• What the task requires
Start at the line containing "Might you point out the closed" and transcribe every line exactly through the end of the records below, and only those lines.

• Extracted entries
^^^^
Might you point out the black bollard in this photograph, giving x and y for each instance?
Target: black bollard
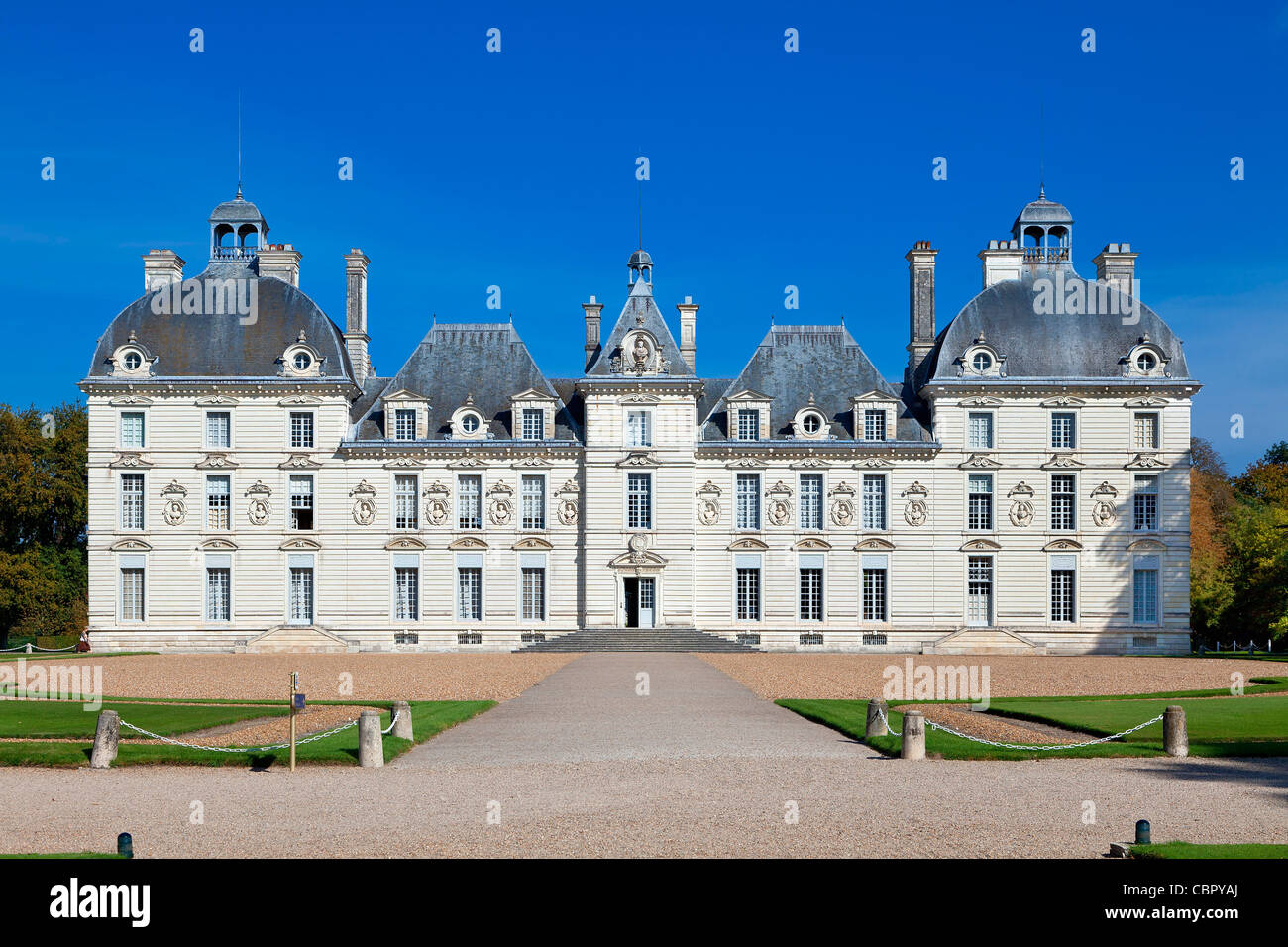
(1142, 832)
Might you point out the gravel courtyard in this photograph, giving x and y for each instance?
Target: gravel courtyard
(859, 677)
(584, 764)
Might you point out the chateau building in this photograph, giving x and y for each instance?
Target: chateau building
(257, 484)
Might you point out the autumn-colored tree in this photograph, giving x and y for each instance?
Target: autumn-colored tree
(43, 514)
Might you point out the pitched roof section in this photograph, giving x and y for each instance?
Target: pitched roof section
(795, 363)
(484, 361)
(640, 312)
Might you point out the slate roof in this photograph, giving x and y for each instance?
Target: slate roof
(219, 346)
(484, 361)
(640, 311)
(1048, 347)
(795, 363)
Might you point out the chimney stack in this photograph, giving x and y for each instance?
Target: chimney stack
(161, 268)
(1004, 260)
(1116, 265)
(921, 304)
(592, 309)
(281, 261)
(356, 313)
(688, 330)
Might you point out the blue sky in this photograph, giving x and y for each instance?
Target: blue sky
(767, 167)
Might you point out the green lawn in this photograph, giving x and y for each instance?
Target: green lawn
(429, 718)
(63, 719)
(1185, 849)
(1233, 727)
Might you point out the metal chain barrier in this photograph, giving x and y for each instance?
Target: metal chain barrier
(1025, 746)
(253, 749)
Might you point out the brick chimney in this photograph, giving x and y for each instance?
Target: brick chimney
(356, 313)
(161, 268)
(688, 331)
(921, 304)
(1116, 265)
(1004, 260)
(592, 309)
(281, 261)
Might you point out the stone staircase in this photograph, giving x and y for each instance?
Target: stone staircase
(638, 639)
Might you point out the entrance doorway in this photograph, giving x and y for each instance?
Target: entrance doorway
(640, 602)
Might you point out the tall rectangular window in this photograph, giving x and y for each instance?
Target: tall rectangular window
(1145, 504)
(979, 429)
(301, 428)
(639, 428)
(132, 592)
(533, 581)
(132, 429)
(1064, 570)
(533, 499)
(979, 514)
(811, 501)
(533, 424)
(1064, 502)
(748, 501)
(219, 429)
(1145, 590)
(874, 592)
(301, 502)
(748, 592)
(1063, 431)
(639, 501)
(219, 582)
(1145, 431)
(218, 502)
(406, 510)
(132, 501)
(874, 501)
(469, 502)
(300, 604)
(469, 592)
(811, 592)
(406, 592)
(874, 424)
(404, 424)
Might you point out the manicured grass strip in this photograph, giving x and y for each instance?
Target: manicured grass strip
(1185, 849)
(850, 719)
(67, 719)
(429, 718)
(1231, 727)
(64, 855)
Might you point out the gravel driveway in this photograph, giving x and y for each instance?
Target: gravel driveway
(581, 766)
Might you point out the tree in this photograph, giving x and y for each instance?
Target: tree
(44, 501)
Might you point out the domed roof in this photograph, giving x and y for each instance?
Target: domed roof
(1043, 211)
(220, 346)
(236, 210)
(1016, 318)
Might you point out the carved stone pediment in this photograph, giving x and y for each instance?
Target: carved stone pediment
(215, 460)
(299, 462)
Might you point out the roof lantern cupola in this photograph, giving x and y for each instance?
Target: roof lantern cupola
(1044, 231)
(237, 230)
(640, 269)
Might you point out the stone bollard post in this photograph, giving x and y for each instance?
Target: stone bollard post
(1176, 736)
(877, 716)
(372, 744)
(402, 728)
(912, 746)
(107, 737)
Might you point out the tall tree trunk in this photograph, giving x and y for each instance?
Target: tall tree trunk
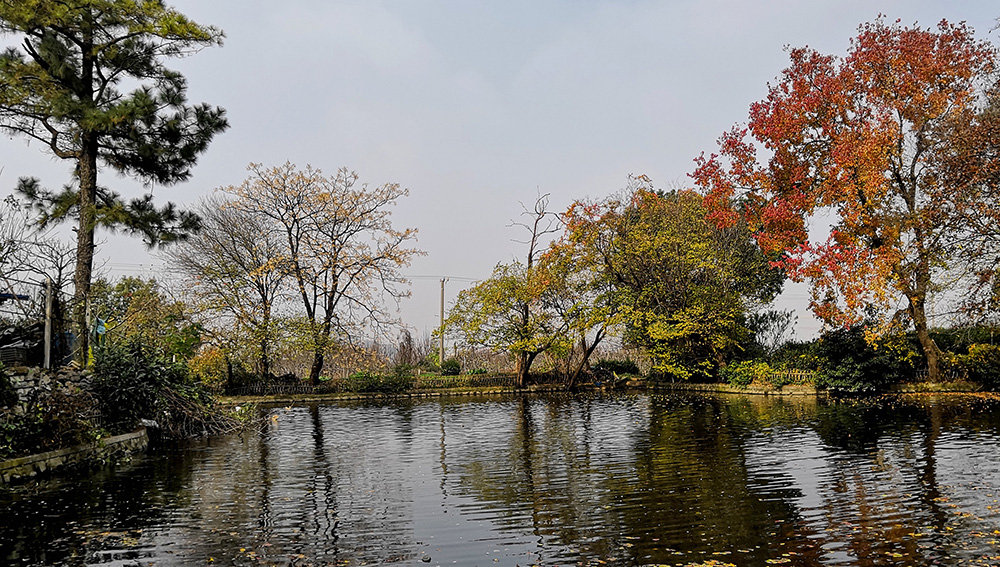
(585, 363)
(522, 366)
(931, 352)
(317, 367)
(87, 172)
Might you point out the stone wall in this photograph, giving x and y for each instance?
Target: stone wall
(32, 465)
(29, 382)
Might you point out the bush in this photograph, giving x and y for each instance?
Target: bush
(209, 368)
(371, 383)
(617, 366)
(127, 382)
(849, 364)
(451, 367)
(8, 396)
(132, 384)
(746, 372)
(983, 364)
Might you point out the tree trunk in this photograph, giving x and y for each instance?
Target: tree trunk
(930, 348)
(87, 172)
(522, 366)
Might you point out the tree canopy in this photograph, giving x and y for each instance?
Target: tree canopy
(878, 140)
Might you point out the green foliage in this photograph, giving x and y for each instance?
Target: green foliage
(848, 363)
(681, 286)
(8, 397)
(129, 381)
(209, 368)
(617, 366)
(53, 93)
(53, 420)
(372, 383)
(747, 372)
(451, 367)
(402, 370)
(508, 312)
(135, 309)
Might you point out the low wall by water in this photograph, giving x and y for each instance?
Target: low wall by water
(32, 465)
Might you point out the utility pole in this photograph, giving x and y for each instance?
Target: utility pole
(48, 323)
(441, 334)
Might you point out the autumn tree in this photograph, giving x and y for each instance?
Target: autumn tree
(580, 293)
(236, 270)
(512, 310)
(508, 312)
(340, 249)
(64, 86)
(680, 287)
(137, 310)
(874, 140)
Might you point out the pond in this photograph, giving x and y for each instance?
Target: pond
(555, 480)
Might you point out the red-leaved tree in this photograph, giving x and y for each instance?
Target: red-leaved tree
(876, 140)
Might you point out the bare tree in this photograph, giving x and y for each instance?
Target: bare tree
(341, 250)
(236, 268)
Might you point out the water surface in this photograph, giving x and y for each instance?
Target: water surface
(556, 480)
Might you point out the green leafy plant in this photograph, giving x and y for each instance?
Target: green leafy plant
(451, 367)
(372, 383)
(617, 366)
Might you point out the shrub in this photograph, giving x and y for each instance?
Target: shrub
(747, 372)
(451, 367)
(617, 366)
(8, 396)
(52, 420)
(371, 383)
(209, 368)
(131, 384)
(127, 382)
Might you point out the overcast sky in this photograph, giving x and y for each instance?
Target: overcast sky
(478, 106)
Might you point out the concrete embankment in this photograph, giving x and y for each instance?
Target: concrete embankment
(81, 455)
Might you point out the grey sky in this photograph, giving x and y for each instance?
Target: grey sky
(476, 106)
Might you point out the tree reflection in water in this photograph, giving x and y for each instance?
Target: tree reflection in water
(630, 480)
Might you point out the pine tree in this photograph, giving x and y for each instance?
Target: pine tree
(64, 86)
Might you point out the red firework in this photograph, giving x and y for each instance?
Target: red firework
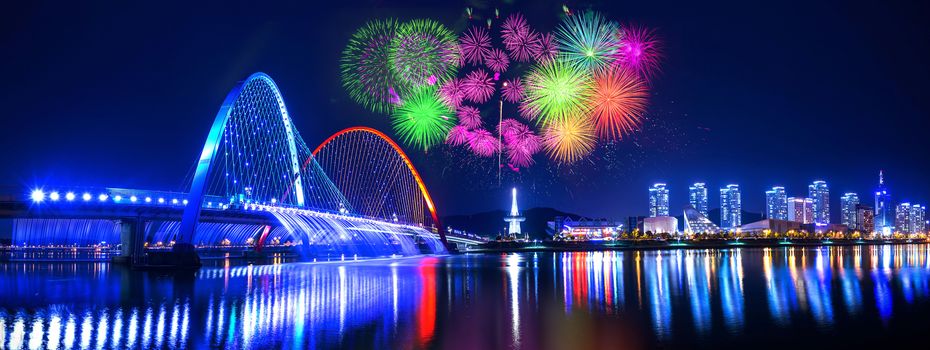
(475, 45)
(469, 117)
(478, 86)
(512, 90)
(618, 102)
(483, 143)
(497, 61)
(639, 50)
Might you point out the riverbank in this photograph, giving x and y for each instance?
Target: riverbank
(575, 246)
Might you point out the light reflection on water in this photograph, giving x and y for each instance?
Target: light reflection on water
(527, 300)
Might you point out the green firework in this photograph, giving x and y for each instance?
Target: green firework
(587, 41)
(557, 90)
(424, 52)
(422, 119)
(365, 64)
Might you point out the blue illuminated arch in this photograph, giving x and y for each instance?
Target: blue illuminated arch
(196, 195)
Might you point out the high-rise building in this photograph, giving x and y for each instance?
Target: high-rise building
(776, 204)
(730, 207)
(902, 218)
(658, 200)
(884, 218)
(865, 219)
(917, 218)
(819, 193)
(697, 196)
(801, 210)
(848, 204)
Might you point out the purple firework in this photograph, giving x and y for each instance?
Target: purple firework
(452, 92)
(547, 49)
(458, 135)
(478, 86)
(512, 90)
(497, 61)
(483, 143)
(469, 117)
(475, 45)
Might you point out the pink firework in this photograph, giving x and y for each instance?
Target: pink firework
(475, 45)
(458, 135)
(512, 90)
(469, 117)
(478, 86)
(497, 61)
(483, 143)
(452, 93)
(640, 50)
(547, 49)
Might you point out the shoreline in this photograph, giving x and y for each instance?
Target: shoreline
(568, 246)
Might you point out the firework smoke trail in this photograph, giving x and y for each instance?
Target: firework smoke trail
(475, 45)
(452, 93)
(365, 66)
(478, 86)
(512, 90)
(421, 51)
(618, 102)
(483, 143)
(423, 120)
(587, 41)
(469, 117)
(458, 135)
(497, 61)
(570, 139)
(639, 50)
(556, 90)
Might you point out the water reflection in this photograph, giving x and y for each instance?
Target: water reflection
(633, 299)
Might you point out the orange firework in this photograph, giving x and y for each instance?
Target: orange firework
(618, 102)
(569, 139)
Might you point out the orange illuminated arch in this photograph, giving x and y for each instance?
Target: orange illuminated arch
(400, 152)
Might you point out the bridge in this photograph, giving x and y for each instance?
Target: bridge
(256, 183)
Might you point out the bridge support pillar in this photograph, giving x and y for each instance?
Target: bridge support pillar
(131, 240)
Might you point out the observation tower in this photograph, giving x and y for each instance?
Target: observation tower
(514, 219)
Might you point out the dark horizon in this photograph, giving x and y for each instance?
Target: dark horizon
(780, 93)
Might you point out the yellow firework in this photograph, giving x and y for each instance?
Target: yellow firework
(569, 139)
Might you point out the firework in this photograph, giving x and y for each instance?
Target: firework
(497, 61)
(569, 139)
(587, 41)
(639, 50)
(423, 120)
(556, 90)
(547, 49)
(366, 73)
(478, 86)
(512, 90)
(458, 135)
(483, 143)
(475, 45)
(618, 102)
(469, 117)
(423, 49)
(452, 93)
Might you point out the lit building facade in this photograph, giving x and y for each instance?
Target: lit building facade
(658, 200)
(819, 194)
(848, 204)
(730, 207)
(801, 210)
(865, 219)
(776, 204)
(884, 217)
(697, 196)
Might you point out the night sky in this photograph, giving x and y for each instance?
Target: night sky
(122, 94)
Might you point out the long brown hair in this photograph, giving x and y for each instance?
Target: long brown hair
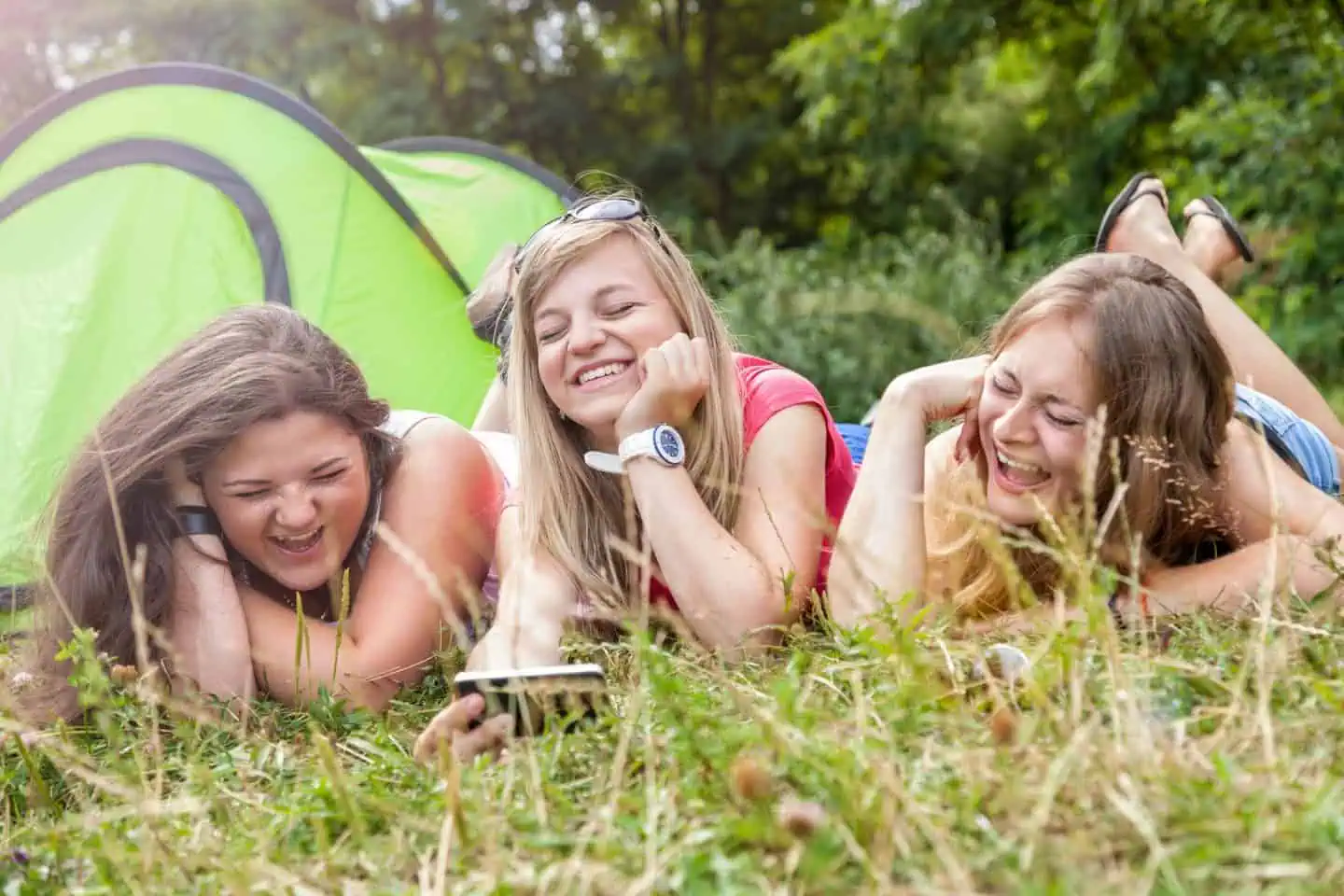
(573, 512)
(1169, 395)
(250, 364)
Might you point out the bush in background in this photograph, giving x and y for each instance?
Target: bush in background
(852, 315)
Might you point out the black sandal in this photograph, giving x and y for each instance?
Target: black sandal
(1230, 226)
(1127, 196)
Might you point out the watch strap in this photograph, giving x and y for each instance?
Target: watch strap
(196, 519)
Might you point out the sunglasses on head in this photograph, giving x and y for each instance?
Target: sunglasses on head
(614, 208)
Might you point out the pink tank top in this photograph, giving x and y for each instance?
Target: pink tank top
(767, 388)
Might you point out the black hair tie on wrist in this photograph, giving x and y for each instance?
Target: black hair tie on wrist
(195, 519)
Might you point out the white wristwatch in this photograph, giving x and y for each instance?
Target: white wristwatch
(663, 443)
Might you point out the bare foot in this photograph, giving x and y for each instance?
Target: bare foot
(1144, 225)
(1206, 241)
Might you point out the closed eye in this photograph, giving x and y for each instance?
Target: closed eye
(1066, 422)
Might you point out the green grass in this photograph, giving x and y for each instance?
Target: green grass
(1211, 763)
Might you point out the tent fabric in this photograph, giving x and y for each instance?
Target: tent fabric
(136, 207)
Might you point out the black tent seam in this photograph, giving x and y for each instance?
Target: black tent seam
(225, 79)
(189, 160)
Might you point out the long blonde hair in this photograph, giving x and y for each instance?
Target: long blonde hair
(1169, 394)
(578, 516)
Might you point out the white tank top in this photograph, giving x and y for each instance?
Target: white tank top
(500, 446)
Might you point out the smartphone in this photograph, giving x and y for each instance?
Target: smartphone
(539, 699)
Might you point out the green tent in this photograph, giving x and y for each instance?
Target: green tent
(137, 205)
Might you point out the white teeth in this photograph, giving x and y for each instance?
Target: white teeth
(1016, 465)
(302, 540)
(607, 370)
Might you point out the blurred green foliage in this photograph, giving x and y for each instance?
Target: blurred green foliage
(867, 182)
^^^^
• Output of the task
Might you point out the closed eye in this photograph, giving x and y for each instance?
Target: closed eye
(1066, 422)
Might you point out the green grass in this photograph, giving x and y for each instance?
Target: green grass
(1211, 763)
Might you point out the tent fabric in this photograph, giving x and y for each instance?
Target: tent fabric
(136, 207)
Might you point out the black tent seam in this photograph, giving x and y for each instance?
Target: black tent seam
(225, 79)
(189, 160)
Might you point out the long blonde hair in this photograph, giving x and y for each instance?
Target: long blonde hair
(1169, 394)
(578, 516)
Might you point out the white tank top in this photograph, giving x and y for each instance?
Target: white tank top
(500, 446)
Might you point out the smartphone in this photograph, giving x and y for each instance?
Target: smartphone
(539, 699)
Might you point out the green tent in this photograph, giving x and y for each instance?
Target: green tent
(137, 205)
Might you point out the white teeth in this photograph, giving x and y for each instance?
Target: white teeth
(1016, 465)
(302, 540)
(607, 370)
Might you point out the blurred green foliage in this photograph, giving x and y for each instance?
Target: blurred green foliage
(867, 182)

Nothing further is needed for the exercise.